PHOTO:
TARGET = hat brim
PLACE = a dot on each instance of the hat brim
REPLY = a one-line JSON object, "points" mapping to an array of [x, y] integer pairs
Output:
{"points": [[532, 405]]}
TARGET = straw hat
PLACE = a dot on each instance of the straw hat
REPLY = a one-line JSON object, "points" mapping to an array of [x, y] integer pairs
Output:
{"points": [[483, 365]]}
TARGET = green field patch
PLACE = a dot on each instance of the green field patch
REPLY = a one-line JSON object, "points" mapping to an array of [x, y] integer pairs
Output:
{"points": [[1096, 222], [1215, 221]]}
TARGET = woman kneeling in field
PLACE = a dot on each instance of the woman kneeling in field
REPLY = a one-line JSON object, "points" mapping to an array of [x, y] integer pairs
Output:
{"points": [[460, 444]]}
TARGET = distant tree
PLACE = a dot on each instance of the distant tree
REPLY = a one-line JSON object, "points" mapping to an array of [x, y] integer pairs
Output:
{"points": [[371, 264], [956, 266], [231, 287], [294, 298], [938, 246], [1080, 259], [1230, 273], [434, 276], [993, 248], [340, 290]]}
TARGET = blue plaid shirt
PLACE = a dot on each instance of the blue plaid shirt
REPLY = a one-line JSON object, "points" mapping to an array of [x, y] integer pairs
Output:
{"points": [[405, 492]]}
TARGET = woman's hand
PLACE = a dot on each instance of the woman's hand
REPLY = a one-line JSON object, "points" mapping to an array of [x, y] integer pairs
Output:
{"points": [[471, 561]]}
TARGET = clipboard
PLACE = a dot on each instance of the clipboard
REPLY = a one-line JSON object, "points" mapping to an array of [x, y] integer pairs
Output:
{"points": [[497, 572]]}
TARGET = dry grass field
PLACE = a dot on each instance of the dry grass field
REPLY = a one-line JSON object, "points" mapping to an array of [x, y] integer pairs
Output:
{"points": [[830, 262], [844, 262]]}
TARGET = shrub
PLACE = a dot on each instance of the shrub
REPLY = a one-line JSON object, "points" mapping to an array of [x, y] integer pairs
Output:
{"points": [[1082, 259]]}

• **Instructions to follow**: Repeat the rows above verbatim, starting with the line that holds "TARGET = clipboard" and continuing through the last line of the rows, both ends included.

• **Correct result**:
TARGET = clipboard
PLACE = a dot on each instance of the clipboard
REPLY = a one-line JSON object, "points" mapping to an array of [x, y] integer pairs
Output:
{"points": [[497, 572]]}
TARGET = dry grass field
PLACE = a dot on each instance of the dry grass field
REPLY = a one-line JSON object, "points" mapping to an array of [x, y] integer pairs
Output:
{"points": [[830, 262], [844, 262]]}
TARGET = shrub
PLACE = a dot on each instance of the shrub
REPLY = a one-line JSON object, "points" mapping to an array of [x, y] integer pairs
Output:
{"points": [[1082, 259]]}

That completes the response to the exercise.